(Data entries)
------------------------------

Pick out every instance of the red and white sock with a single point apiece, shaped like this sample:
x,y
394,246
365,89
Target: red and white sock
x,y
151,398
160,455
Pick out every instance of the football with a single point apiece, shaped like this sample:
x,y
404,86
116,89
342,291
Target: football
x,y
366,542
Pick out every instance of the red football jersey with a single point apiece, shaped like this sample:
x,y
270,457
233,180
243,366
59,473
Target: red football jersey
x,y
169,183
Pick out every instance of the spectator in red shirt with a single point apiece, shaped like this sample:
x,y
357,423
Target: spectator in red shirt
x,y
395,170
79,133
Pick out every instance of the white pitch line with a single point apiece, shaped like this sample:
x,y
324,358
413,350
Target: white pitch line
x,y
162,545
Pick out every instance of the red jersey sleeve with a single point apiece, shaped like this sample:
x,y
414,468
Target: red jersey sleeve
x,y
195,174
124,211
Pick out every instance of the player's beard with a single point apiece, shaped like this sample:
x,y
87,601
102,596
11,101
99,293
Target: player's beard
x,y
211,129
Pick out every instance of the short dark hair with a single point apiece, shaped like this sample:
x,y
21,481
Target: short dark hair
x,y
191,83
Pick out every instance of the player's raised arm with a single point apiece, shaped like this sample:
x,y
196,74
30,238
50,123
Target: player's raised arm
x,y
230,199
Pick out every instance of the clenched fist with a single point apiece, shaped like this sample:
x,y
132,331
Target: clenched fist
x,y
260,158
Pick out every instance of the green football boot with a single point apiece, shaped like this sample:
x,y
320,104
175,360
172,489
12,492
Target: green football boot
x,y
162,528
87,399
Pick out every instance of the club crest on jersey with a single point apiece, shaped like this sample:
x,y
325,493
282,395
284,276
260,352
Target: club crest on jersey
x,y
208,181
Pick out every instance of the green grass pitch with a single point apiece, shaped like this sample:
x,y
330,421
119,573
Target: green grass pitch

------------------------------

- **Objective**
In the entries above, find the line containing "Pick out every instance of the white". Set down that line and every line after it through the last one, exactly and alone.

- **Solution below**
Pick out every instance of the white pitch line with a single point apiece, shaped like this sample:
x,y
324,358
413,350
Target: white pitch line
x,y
162,545
Pick out every instance of the red jersey sleeve with a single point apiece, shaped like this sample:
x,y
414,468
Target: red jersey sleeve
x,y
195,174
124,211
Pick out every instance of the player's beard with a single point apiece, shaped like this sample:
x,y
87,601
102,596
11,101
99,293
Target: player's beard
x,y
211,129
Pick out every instance of the short dark hair with a single point apiece, shaped like this sample:
x,y
21,481
Target: short dark hair
x,y
191,83
Pick out every instance of the player's raised arm with a single point apiece, shaped like this sample:
x,y
196,74
30,238
50,123
Target: player's raised arm
x,y
230,199
Pick out every instance of the clenched fist with a single point apiece, shaped like this sample:
x,y
132,331
Target: clenched fist
x,y
260,158
Pick out every instance of the green football boot with a single point apiece, shaped like this sample:
x,y
320,104
175,360
172,489
12,492
Target: green football boot
x,y
162,528
87,399
Pick out every instance of the club crest on jersey with a single point apiece, shaped like this sample:
x,y
325,493
282,395
284,276
260,352
Target: club crest on jersey
x,y
208,181
Pick out every instance of the green grass pitch with a single point apiece, shaped like this sample:
x,y
330,421
119,573
Target: green grass pitch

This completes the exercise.